What the task requires — Retype all of the entries word for word.

Segment Start: Provided material

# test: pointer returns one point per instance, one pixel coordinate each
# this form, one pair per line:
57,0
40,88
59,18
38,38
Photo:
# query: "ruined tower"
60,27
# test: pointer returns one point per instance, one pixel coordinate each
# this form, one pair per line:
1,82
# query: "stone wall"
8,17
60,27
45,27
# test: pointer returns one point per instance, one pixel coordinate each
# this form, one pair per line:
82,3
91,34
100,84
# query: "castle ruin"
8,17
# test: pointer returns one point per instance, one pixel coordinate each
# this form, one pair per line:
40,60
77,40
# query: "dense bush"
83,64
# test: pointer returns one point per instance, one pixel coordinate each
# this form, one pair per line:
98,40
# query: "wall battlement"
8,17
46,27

Segment End: Provided material

Result for this task —
# test: pointer returns one point per instance, one pixel coordinate each
# this form, one pair per line:
57,0
40,88
59,18
38,38
Photo:
# query: "ruined tower"
60,27
# test: pointer returns one point per instance, one pixel coordinate each
# this form, one pair per line:
1,82
# query: "stone wall"
8,17
60,27
45,27
# test: pointer returns one point per instance, one pixel coordinate each
# this form, one pair per line:
82,3
91,34
100,84
# query: "castle ruin"
8,17
# test: pointer returns one point per instance, one pixel coordinate each
# this form, one pair per line:
40,60
77,40
# query: "dense bush"
83,64
# test: pointer returns one point per instance, one pixel coordinate each
# this form, one pair per line:
98,40
# query: "wall battlement"
8,17
46,27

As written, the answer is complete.